(Records from a collection)
»»
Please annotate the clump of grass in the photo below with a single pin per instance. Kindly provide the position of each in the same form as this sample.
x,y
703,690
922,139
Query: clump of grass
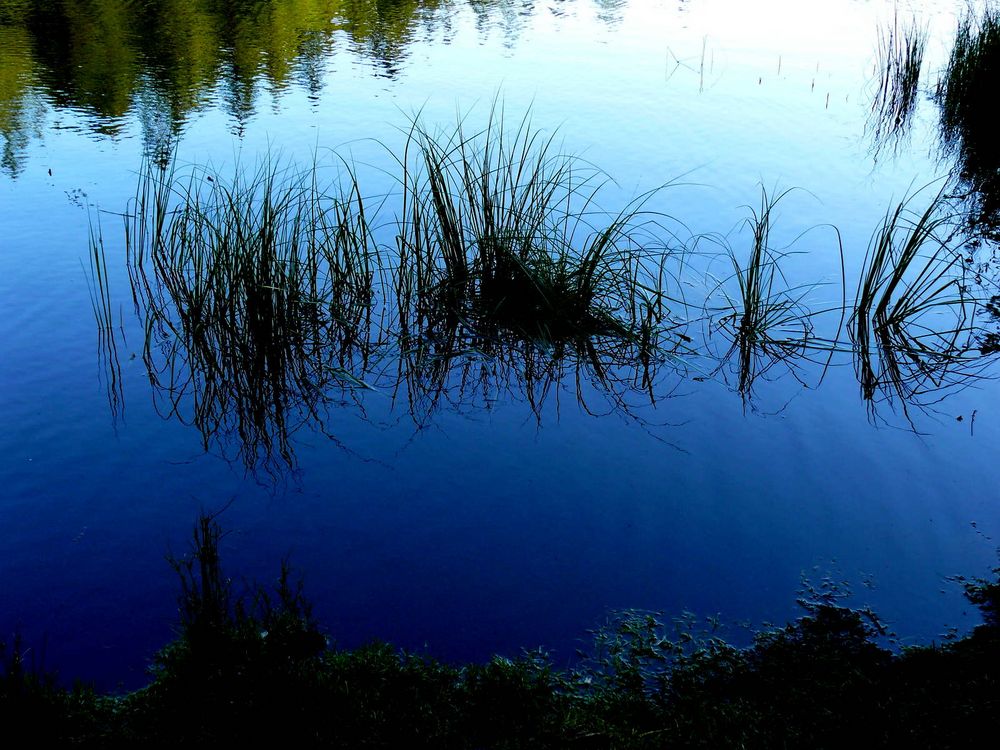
x,y
913,323
765,317
257,296
966,94
900,56
508,230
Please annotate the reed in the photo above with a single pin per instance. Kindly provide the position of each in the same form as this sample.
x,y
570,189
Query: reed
x,y
913,323
257,296
899,61
766,318
967,121
509,230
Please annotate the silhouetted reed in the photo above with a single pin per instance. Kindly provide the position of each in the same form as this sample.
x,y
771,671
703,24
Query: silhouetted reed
x,y
510,273
966,94
900,55
108,331
510,232
256,293
766,319
913,327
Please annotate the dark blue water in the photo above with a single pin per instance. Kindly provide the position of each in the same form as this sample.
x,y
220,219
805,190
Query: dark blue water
x,y
483,525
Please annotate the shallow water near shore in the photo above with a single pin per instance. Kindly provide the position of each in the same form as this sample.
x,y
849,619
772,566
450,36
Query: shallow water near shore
x,y
492,520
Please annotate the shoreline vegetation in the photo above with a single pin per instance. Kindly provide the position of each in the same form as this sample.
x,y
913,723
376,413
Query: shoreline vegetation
x,y
272,296
257,667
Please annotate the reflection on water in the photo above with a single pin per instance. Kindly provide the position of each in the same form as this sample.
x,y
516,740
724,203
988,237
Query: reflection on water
x,y
269,305
163,60
266,301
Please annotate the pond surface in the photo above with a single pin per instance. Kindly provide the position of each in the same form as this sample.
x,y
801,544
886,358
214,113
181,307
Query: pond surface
x,y
513,496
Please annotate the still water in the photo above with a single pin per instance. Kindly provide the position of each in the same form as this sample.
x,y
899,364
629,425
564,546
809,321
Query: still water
x,y
497,509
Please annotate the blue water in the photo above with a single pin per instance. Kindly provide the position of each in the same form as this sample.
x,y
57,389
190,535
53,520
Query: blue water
x,y
489,527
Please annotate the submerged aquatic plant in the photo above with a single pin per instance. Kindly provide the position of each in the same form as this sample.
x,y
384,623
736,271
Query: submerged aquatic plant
x,y
966,95
900,55
256,294
913,326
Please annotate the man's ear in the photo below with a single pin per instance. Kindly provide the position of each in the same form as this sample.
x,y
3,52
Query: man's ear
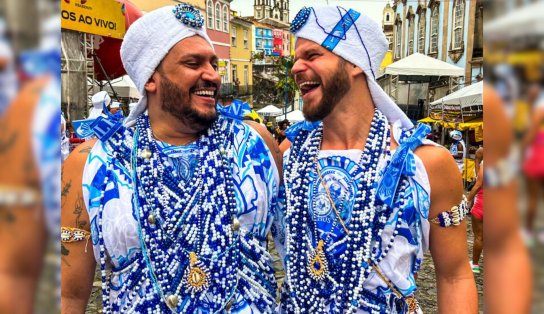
x,y
151,85
354,70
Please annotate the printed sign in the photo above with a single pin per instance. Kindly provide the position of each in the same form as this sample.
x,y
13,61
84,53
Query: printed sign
x,y
99,17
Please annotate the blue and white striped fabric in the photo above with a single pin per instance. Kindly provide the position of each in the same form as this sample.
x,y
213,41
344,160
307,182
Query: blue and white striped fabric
x,y
256,182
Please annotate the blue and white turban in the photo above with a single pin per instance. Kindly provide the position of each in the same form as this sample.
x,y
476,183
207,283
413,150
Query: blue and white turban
x,y
149,39
356,38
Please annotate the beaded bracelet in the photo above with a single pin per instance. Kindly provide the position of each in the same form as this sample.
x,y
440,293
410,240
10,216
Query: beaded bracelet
x,y
453,217
68,234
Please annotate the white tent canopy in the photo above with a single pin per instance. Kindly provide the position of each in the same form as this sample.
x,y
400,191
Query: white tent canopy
x,y
270,110
124,87
467,96
421,65
524,21
293,116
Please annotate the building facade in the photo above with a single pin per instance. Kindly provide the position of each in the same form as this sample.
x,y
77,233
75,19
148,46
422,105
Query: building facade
x,y
277,10
264,39
240,58
449,30
218,29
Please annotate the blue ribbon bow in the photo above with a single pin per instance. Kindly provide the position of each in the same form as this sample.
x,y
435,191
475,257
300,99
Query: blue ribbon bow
x,y
402,163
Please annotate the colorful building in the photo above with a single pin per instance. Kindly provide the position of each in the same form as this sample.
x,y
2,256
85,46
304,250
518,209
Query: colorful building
x,y
240,57
263,39
217,27
277,42
447,30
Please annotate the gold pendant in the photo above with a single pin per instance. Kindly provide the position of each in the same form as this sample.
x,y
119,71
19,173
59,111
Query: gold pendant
x,y
197,277
317,264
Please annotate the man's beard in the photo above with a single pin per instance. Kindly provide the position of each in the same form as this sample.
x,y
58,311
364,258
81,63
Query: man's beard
x,y
178,103
335,89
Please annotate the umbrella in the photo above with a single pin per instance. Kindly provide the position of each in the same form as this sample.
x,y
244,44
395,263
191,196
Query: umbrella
x,y
270,110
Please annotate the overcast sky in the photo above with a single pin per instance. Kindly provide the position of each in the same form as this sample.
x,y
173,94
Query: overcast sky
x,y
372,8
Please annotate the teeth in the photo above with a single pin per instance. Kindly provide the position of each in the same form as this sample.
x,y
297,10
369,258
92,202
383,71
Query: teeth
x,y
309,83
204,93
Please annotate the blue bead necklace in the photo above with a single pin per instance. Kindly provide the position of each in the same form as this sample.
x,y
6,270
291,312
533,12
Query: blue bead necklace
x,y
307,260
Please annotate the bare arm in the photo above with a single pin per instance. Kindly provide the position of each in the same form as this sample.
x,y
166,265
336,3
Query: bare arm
x,y
448,246
504,248
77,259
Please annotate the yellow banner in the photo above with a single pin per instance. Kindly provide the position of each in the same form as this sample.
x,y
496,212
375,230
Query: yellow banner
x,y
99,17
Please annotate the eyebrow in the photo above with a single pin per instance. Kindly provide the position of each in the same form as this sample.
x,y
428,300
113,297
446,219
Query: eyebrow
x,y
307,52
198,57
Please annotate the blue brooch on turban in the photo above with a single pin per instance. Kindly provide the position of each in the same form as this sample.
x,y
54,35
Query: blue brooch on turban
x,y
300,19
188,15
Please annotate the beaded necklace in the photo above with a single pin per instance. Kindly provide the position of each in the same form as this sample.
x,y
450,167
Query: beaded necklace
x,y
185,229
318,279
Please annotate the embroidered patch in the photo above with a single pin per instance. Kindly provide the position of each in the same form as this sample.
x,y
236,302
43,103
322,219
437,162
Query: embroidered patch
x,y
188,15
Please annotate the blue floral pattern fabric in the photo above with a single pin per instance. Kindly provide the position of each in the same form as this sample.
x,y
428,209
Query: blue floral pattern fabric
x,y
406,228
256,181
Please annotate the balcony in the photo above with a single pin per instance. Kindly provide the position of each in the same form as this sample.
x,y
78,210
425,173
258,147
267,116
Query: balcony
x,y
229,89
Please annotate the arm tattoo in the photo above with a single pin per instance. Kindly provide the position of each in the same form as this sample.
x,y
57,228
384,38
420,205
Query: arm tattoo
x,y
78,210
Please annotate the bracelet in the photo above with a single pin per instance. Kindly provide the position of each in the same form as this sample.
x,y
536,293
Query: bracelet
x,y
453,217
68,234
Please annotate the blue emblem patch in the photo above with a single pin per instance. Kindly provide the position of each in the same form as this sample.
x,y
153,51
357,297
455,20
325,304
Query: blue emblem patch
x,y
300,19
188,15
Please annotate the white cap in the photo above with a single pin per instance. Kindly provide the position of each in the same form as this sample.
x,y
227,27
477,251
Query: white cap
x,y
149,39
356,38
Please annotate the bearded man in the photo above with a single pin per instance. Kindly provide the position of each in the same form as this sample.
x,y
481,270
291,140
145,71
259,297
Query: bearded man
x,y
365,194
176,201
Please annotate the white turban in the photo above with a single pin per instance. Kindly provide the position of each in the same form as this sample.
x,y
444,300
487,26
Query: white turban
x,y
99,100
356,38
150,38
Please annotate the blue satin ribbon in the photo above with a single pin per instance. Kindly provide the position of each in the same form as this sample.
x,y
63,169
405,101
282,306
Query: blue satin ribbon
x,y
340,30
402,163
236,110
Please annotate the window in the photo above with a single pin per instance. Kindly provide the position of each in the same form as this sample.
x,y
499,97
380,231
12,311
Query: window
x,y
433,47
398,36
217,17
246,74
234,72
246,39
225,19
458,21
411,36
233,36
210,14
421,32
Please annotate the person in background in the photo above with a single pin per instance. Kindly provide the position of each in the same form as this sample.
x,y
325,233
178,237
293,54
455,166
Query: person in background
x,y
458,149
475,200
280,131
533,167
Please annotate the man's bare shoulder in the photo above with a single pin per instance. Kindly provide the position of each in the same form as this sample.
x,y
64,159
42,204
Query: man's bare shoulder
x,y
444,177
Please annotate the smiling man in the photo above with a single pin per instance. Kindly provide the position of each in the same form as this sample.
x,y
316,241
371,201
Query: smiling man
x,y
176,202
365,194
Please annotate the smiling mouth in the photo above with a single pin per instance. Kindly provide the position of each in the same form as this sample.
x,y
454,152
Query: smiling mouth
x,y
210,93
308,86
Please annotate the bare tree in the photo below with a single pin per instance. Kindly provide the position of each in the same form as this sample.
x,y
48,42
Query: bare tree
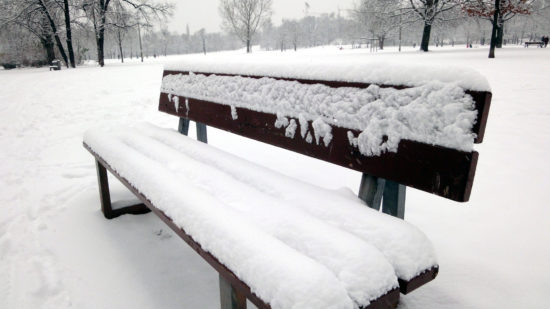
x,y
429,11
99,12
244,17
498,12
381,17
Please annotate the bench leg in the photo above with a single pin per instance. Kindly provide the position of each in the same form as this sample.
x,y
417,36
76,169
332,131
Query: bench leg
x,y
183,126
105,197
229,297
394,199
375,191
201,132
371,190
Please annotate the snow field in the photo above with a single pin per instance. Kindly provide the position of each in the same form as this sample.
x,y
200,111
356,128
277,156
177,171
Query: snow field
x,y
493,251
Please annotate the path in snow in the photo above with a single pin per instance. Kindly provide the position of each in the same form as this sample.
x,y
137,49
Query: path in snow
x,y
56,250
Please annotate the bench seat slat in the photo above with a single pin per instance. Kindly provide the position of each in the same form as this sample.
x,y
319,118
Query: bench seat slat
x,y
446,172
350,210
390,235
302,231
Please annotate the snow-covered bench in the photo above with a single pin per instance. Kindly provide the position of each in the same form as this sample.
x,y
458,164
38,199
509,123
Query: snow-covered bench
x,y
277,241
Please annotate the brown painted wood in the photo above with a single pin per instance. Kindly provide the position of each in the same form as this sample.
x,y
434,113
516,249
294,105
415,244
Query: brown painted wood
x,y
446,172
389,300
386,301
229,297
408,286
482,99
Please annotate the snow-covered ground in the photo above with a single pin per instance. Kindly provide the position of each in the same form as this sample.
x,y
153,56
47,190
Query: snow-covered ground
x,y
57,250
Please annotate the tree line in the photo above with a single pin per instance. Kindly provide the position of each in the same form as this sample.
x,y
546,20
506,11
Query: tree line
x,y
38,31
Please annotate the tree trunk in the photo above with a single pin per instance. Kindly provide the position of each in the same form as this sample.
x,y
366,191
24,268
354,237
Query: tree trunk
x,y
500,33
119,37
140,46
100,40
494,32
54,31
48,45
381,42
426,36
69,34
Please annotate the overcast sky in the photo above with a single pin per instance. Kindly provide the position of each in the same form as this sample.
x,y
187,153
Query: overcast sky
x,y
204,13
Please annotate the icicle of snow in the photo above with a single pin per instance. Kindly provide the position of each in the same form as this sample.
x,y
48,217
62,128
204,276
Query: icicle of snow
x,y
309,138
234,112
176,103
304,125
281,121
321,129
187,107
291,129
352,139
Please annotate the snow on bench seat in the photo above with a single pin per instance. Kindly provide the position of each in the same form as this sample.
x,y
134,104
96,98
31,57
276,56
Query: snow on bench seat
x,y
294,244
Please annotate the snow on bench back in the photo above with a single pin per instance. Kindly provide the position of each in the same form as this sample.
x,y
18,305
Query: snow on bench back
x,y
350,109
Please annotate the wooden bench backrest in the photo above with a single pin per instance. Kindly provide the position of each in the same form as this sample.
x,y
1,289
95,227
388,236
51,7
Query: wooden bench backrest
x,y
442,171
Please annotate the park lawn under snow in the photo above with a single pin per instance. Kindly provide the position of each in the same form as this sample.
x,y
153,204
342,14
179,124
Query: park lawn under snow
x,y
57,250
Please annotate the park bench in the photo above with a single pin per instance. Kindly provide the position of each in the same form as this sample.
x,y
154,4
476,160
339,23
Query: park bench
x,y
540,44
56,65
277,241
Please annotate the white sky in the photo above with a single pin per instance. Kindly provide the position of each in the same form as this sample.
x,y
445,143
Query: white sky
x,y
204,13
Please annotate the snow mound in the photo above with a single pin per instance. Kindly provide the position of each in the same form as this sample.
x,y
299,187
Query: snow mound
x,y
370,71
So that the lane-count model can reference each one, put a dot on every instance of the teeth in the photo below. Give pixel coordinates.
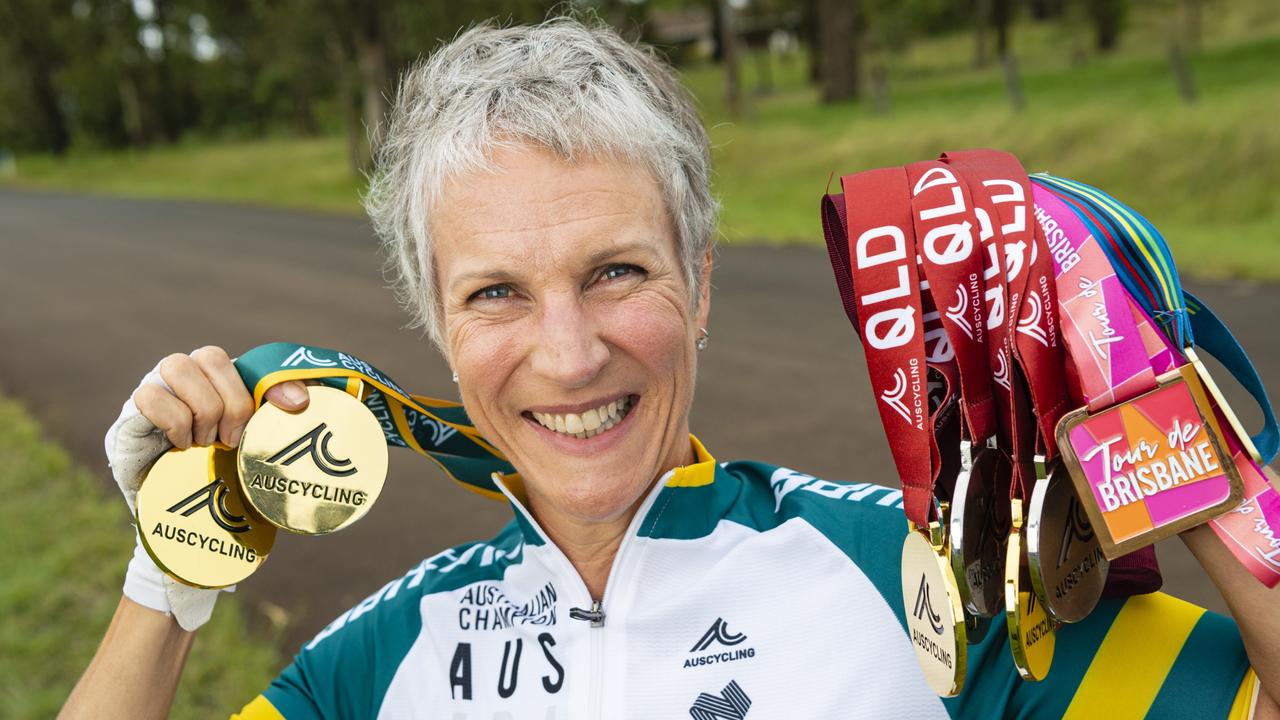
(588, 424)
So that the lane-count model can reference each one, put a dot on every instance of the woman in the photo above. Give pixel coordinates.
(544, 195)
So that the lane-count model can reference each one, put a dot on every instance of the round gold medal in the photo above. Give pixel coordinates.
(1066, 564)
(979, 528)
(318, 470)
(933, 618)
(192, 519)
(1031, 629)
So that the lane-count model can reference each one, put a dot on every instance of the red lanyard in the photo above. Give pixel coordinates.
(890, 319)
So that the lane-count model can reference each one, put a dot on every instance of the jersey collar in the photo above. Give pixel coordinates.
(700, 473)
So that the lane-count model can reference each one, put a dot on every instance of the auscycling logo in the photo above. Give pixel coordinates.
(731, 703)
(316, 445)
(718, 634)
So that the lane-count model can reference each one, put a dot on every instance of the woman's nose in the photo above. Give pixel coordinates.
(567, 347)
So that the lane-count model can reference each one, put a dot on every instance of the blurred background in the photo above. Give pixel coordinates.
(176, 173)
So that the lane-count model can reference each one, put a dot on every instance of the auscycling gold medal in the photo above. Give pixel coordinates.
(933, 616)
(192, 519)
(1031, 630)
(978, 528)
(318, 470)
(1066, 565)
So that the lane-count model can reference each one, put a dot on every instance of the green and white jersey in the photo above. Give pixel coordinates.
(740, 591)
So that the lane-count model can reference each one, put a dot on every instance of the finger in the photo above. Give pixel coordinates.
(237, 402)
(165, 411)
(291, 396)
(188, 382)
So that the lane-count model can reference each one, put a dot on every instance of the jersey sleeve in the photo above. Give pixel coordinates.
(346, 669)
(1144, 656)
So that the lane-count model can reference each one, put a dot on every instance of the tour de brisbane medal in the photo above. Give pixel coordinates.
(192, 519)
(1032, 636)
(1068, 569)
(316, 470)
(933, 614)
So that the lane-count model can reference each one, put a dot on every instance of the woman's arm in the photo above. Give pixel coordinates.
(136, 669)
(1255, 606)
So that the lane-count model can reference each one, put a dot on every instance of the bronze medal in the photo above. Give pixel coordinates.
(1031, 630)
(1066, 564)
(978, 529)
(318, 470)
(933, 616)
(192, 519)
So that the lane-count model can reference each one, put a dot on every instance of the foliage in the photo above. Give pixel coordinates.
(67, 543)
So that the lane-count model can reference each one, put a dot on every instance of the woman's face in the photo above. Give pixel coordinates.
(570, 326)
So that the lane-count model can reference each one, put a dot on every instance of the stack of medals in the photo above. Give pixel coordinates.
(209, 515)
(954, 274)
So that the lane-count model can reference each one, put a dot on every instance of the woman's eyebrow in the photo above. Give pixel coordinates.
(492, 276)
(620, 249)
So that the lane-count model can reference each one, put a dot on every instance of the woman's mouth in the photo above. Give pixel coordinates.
(589, 423)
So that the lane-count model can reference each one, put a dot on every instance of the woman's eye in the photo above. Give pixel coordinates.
(615, 272)
(492, 292)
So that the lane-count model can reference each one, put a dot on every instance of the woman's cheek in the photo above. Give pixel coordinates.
(650, 328)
««
What is needed is a word-for-word restatement of every line from the one with "cheek in the photo above. Give pixel coordinates." to the end of the entries above.

• [Response area]:
So that the lane-count model can reference each one, put a dot on every instance of the woman's cheek in the photo above. Give pixel coordinates.
(650, 328)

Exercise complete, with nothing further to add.